§ **GOAL OF THE EXERCISE**
Can you lay out the records below as a two-column CSV with the columns text and answer, one row per record, each value in a single quoted field with line breaks turned into spaces? Include only the records starting with the line that contains "Can you find the clear" and going on through the line that contains "pixel 161 100".

---------- RECORDS FOR THIS EXERCISE ----------

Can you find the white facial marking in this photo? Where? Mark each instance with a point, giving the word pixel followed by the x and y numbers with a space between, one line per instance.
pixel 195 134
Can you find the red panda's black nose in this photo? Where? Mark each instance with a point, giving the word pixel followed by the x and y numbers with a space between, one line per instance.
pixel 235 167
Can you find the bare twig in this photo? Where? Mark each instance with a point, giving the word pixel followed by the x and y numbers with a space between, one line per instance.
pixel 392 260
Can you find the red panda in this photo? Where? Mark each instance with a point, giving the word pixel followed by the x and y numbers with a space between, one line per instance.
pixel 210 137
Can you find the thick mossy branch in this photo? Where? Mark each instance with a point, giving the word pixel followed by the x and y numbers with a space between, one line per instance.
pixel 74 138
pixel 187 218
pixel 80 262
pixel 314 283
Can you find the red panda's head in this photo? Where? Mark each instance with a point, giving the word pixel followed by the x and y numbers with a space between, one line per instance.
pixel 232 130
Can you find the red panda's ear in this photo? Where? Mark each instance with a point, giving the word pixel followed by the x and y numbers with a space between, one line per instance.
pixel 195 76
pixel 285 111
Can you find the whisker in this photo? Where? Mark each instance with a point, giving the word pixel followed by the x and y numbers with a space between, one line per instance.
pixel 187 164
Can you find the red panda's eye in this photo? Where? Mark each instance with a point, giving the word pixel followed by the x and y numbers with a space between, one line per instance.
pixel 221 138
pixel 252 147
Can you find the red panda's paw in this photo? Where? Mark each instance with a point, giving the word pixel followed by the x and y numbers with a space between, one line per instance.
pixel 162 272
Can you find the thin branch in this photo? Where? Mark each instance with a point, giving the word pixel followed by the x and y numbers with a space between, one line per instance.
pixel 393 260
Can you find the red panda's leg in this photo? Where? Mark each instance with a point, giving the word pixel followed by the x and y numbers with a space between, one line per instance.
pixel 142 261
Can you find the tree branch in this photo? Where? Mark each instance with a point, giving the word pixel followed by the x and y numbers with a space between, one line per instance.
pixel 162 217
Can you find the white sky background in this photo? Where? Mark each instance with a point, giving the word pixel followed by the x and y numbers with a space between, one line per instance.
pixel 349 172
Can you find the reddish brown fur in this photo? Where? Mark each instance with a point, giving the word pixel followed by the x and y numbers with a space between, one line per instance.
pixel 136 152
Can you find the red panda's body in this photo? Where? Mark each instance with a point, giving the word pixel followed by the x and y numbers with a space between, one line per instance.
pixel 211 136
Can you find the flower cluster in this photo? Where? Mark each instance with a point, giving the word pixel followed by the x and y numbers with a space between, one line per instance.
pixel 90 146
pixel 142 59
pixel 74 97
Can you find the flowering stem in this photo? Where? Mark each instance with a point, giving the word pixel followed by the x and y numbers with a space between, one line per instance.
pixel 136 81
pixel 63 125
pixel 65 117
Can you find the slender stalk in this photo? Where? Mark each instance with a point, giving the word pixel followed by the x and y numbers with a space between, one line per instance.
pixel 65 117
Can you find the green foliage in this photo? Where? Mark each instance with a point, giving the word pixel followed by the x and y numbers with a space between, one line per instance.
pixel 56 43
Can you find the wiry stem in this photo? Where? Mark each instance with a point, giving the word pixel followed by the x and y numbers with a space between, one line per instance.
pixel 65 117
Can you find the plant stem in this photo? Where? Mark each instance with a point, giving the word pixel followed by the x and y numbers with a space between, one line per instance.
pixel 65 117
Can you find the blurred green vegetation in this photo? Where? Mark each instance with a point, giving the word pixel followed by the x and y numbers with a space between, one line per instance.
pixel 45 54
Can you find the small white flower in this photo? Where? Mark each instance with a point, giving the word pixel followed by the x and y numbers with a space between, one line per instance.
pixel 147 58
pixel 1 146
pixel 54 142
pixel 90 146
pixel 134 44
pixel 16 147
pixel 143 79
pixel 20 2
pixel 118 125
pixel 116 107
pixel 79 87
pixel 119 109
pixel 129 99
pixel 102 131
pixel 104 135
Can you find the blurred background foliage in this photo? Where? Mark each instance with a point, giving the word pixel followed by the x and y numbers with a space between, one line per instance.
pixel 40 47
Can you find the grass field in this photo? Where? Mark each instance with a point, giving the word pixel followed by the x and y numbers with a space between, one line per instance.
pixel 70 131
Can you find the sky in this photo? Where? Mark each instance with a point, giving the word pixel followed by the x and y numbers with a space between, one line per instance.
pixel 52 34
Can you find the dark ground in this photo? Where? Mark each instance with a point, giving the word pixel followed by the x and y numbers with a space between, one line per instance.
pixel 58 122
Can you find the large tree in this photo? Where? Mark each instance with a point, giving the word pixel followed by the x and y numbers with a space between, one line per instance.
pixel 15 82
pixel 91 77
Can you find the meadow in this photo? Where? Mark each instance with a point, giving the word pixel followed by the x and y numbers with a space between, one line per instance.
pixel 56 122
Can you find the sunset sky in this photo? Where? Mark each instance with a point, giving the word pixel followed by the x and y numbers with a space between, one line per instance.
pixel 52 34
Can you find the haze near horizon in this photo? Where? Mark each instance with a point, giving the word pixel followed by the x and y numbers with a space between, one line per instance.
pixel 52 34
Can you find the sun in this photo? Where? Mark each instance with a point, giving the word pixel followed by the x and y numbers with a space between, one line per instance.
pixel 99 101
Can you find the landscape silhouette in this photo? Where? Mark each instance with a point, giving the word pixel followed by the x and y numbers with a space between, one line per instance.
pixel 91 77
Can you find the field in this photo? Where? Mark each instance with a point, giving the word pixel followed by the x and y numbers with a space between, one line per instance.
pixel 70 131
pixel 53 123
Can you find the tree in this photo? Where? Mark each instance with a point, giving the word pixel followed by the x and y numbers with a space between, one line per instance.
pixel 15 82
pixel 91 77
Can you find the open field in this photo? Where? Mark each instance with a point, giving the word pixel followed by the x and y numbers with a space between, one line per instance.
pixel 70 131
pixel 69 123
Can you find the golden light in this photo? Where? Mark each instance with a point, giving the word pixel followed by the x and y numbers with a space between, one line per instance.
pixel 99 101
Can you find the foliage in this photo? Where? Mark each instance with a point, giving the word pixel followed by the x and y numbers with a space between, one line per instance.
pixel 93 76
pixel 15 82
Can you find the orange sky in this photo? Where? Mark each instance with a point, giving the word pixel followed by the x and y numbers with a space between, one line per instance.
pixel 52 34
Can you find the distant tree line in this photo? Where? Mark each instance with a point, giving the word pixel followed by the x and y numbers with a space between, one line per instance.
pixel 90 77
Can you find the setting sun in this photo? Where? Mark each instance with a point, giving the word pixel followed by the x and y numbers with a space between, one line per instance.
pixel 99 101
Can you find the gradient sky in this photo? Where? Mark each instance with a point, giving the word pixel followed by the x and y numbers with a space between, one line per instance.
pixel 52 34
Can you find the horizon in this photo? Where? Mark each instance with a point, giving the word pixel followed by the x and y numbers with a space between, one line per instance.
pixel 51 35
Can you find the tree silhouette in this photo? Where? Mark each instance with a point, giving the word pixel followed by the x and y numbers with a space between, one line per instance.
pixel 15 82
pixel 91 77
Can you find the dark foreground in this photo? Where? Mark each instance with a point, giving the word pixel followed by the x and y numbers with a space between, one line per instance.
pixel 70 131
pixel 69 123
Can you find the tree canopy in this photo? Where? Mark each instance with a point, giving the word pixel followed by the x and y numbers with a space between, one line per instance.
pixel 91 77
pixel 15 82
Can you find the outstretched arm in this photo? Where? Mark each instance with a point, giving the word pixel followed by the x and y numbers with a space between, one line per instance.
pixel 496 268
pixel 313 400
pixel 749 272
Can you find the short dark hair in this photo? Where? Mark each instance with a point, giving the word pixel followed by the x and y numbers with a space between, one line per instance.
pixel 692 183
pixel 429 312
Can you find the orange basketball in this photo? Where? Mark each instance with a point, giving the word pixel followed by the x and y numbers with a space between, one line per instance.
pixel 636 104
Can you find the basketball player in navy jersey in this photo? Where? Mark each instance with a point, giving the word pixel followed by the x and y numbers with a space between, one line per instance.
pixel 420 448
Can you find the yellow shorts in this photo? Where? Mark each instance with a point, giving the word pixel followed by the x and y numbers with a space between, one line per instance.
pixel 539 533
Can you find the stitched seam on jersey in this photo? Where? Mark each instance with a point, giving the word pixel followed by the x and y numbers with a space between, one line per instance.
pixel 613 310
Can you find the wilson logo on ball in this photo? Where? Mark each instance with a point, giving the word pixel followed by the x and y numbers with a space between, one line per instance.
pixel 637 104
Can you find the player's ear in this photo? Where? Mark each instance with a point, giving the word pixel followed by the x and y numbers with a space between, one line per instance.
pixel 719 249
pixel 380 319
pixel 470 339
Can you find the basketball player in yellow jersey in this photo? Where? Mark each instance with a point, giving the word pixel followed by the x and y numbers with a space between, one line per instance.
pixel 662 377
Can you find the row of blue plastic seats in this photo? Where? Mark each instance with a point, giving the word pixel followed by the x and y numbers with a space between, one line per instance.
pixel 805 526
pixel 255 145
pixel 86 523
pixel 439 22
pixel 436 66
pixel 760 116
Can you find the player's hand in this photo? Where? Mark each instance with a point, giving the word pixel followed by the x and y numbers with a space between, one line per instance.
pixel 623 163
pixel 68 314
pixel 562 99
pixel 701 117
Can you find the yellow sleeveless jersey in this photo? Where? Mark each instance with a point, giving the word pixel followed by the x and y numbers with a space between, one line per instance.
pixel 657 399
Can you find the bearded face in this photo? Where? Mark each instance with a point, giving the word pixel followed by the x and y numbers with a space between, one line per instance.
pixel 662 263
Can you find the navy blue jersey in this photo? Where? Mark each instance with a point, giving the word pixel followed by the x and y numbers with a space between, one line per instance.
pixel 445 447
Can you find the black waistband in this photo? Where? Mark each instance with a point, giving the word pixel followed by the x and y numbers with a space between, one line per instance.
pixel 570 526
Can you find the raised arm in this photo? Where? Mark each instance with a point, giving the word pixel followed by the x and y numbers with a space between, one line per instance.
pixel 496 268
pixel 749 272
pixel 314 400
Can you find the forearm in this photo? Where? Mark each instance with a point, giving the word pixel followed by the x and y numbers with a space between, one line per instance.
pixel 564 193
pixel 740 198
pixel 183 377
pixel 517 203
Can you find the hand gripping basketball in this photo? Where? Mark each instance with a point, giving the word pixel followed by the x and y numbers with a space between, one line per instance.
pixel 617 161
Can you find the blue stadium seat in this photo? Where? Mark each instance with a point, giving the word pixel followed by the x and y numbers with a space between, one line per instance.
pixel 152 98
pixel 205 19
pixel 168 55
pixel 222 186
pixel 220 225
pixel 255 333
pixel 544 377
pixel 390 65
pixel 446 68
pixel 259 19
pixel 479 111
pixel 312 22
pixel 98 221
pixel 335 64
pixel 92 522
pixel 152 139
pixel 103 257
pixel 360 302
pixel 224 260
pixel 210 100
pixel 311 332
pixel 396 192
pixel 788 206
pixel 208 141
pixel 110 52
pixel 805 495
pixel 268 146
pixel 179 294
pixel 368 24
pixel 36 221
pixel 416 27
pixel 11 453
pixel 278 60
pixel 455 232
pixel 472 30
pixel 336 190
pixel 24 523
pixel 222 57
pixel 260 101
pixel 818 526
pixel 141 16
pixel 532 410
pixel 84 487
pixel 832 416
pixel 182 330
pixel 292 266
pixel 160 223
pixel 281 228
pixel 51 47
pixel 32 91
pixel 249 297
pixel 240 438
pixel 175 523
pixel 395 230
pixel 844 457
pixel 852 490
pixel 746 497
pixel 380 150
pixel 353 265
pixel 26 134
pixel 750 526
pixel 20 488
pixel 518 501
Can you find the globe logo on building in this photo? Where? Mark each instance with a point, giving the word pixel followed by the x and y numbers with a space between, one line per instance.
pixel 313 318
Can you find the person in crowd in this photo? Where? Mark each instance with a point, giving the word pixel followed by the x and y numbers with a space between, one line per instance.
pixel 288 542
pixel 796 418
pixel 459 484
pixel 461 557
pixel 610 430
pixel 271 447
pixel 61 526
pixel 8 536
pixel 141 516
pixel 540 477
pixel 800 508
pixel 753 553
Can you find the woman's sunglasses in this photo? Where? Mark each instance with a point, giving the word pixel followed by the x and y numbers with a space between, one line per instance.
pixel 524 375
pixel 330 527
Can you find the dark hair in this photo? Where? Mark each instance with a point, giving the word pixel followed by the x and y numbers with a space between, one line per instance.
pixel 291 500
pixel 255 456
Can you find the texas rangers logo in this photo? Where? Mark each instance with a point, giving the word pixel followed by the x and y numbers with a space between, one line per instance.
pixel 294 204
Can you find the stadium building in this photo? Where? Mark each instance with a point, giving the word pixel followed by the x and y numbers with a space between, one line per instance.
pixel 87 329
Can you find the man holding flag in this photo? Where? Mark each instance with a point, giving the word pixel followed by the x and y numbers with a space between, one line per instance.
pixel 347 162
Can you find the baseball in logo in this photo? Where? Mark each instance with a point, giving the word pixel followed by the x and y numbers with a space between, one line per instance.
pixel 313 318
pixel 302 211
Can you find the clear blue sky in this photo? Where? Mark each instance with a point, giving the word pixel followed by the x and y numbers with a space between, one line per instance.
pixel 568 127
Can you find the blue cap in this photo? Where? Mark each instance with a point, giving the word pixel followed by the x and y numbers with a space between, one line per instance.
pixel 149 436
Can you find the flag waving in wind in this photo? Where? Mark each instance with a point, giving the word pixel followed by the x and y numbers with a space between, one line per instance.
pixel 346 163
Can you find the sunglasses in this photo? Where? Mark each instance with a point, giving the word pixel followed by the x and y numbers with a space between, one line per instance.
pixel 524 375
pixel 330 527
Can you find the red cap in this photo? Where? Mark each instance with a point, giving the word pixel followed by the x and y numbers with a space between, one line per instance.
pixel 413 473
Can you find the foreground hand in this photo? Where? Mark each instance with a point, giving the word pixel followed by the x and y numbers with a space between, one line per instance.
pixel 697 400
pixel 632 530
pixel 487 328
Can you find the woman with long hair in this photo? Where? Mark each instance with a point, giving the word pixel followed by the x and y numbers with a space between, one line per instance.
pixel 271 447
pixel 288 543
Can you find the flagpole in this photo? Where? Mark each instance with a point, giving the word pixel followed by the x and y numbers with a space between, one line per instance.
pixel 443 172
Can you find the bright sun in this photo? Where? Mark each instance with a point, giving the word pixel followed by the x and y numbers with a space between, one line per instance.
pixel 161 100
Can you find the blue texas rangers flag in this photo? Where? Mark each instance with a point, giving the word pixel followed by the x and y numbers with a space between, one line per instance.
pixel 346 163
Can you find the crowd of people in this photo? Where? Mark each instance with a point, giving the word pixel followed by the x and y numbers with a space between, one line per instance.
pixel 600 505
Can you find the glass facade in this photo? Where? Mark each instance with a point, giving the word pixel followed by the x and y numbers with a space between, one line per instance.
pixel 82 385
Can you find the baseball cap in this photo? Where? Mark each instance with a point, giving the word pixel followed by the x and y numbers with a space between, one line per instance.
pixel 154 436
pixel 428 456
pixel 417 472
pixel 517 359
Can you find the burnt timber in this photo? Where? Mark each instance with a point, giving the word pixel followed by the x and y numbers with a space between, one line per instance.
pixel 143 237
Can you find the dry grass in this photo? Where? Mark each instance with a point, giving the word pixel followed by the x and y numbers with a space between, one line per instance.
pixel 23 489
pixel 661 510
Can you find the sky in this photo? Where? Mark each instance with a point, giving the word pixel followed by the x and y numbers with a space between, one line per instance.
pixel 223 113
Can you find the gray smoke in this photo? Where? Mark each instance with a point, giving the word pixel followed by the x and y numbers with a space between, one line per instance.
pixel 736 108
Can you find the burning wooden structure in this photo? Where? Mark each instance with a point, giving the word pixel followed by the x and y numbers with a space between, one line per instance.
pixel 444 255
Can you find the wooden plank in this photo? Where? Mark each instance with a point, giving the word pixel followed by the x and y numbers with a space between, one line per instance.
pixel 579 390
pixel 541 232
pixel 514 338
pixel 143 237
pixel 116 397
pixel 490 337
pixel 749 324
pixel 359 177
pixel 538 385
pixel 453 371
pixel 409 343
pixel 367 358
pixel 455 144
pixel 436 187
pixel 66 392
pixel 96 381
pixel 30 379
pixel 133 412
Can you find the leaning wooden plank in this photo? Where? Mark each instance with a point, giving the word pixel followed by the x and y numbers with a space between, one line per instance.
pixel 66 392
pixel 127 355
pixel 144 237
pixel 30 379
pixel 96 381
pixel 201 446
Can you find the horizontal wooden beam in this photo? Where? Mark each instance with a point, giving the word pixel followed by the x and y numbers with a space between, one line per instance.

----------

§ **SOLUTION TO THE PROBLEM**
text,answer
"Can you find the clear blue sky in this photo? Where? Mark each instance with a point, giving the word pixel followed by the x and y numbers with a space between, one line per instance.","pixel 568 127"
"Can you find the blue cap in this photo? Where? Mark each instance with a point, giving the word pixel followed by the x and y numbers with a space between, one line per instance.","pixel 149 436"
"Can you find the flag waving in wind in this photo? Where? Mark each instance with a point, giving the word pixel followed by the x and y numbers with a space between, one line per instance.","pixel 346 163"
"Can you find the sunglasses in this photo? Where? Mark each instance with a point, giving the word pixel followed by the x and y numbers with a space between, one line per instance.","pixel 524 375 pixel 330 527"
"Can you find the red cap in this photo? Where? Mark each instance with a point, giving the word pixel followed by the x and y numbers with a space between, one line per instance.","pixel 413 473"
"Can you find the foreground hand in this photo? Where? Mark each instance with a point, giving the word pixel followed by the x and y numbers with a space between, one line per instance.","pixel 697 400 pixel 632 530 pixel 487 328"
"Can you find the woman with long hair in this photo? Where? Mark each instance with a point, giving the word pixel followed by the x and y numbers with a space between, one line per instance.","pixel 271 447 pixel 288 543"
"Can you find the flagpole in this photo? Where? Mark each instance with a point, giving the word pixel followed by the x and y numbers with a space between, one line per instance.","pixel 443 172"
"Can you find the bright sun in this photo? Where? Mark each instance with a point, giving the word pixel followed by the x and y numbers with a space between, one line per instance.","pixel 161 100"